### Your instructions
Please copy every one of the rows below word for word, keeping each line unchanged.

### Records for this task
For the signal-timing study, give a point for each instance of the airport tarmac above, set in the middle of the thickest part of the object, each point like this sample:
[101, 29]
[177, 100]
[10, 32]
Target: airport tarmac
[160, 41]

### Result for this task
For the signal-timing study, give a point for each instance of the airport tarmac above, set in the middle of the thickest part of the object, each point like this sample:
[101, 29]
[177, 100]
[10, 32]
Target: airport tarmac
[160, 41]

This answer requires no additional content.